═════ DATA FOR THE TASK ═════

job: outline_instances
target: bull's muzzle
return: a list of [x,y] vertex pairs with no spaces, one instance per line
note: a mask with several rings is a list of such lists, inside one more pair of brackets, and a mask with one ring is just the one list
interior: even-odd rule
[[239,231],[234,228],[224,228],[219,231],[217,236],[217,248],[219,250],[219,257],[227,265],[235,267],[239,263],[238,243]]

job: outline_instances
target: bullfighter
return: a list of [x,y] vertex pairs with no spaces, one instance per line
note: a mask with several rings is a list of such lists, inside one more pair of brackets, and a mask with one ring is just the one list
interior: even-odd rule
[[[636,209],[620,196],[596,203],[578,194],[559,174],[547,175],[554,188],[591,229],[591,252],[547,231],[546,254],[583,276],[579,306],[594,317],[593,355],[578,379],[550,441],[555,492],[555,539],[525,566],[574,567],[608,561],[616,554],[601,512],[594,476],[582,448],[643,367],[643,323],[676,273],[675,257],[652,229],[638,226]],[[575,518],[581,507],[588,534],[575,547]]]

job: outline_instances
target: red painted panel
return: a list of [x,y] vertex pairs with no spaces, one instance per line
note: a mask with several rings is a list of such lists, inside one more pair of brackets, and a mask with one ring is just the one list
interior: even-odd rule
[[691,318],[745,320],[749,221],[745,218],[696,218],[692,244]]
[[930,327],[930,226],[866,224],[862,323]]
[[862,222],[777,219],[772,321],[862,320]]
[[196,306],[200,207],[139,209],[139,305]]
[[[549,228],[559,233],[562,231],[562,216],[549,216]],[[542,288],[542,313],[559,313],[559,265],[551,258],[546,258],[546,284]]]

═════

Rewrite the lines above, changing every "vertex pairs" to "coordinate pairs" and keeping everything else the same.

RIGHT ANSWER |
job: outline_instances
target: bull's muzzle
return: a list of [x,y] coordinate pairs with no spaces, one instance per line
note: a mask with several rings is a list of such lists, inside one more pair of brackets, and a mask with one ring is just the one list
interior: even-odd rule
[[239,231],[234,228],[224,228],[219,231],[217,236],[217,248],[219,250],[219,257],[227,265],[235,267],[239,263],[238,243]]

job: outline_instances
target: bullfighter
return: a list of [x,y] coordinate pairs with no spaces, one instance per line
note: a mask with several rings is a list of such lists, inside one more pair of brackets, and a mask with one ring is just the one list
interior: even-odd rule
[[[636,209],[620,196],[596,203],[578,194],[559,174],[547,175],[554,188],[591,229],[591,252],[547,231],[546,254],[583,276],[579,306],[594,317],[593,355],[578,379],[550,441],[555,492],[555,539],[525,566],[574,567],[608,561],[616,554],[601,512],[594,476],[582,448],[643,367],[643,323],[676,273],[675,257],[652,229],[638,226]],[[575,518],[581,507],[588,534],[575,547]]]

job: outline_instances
target: red painted panel
return: a list of [x,y] coordinate pairs with no spaces, one instance per line
note: a mask with several rings is a list of such lists, inside one more pair of brackets, and a mask with one ring is just the one list
interior: even-odd rule
[[691,318],[745,320],[749,221],[745,218],[696,218],[692,244]]
[[930,327],[930,226],[866,224],[862,323]]
[[862,222],[777,219],[772,321],[862,320]]
[[196,306],[200,207],[139,209],[139,305]]
[[[549,228],[559,233],[562,231],[562,216],[549,216]],[[542,288],[542,313],[559,313],[559,265],[551,258],[546,258],[546,284]]]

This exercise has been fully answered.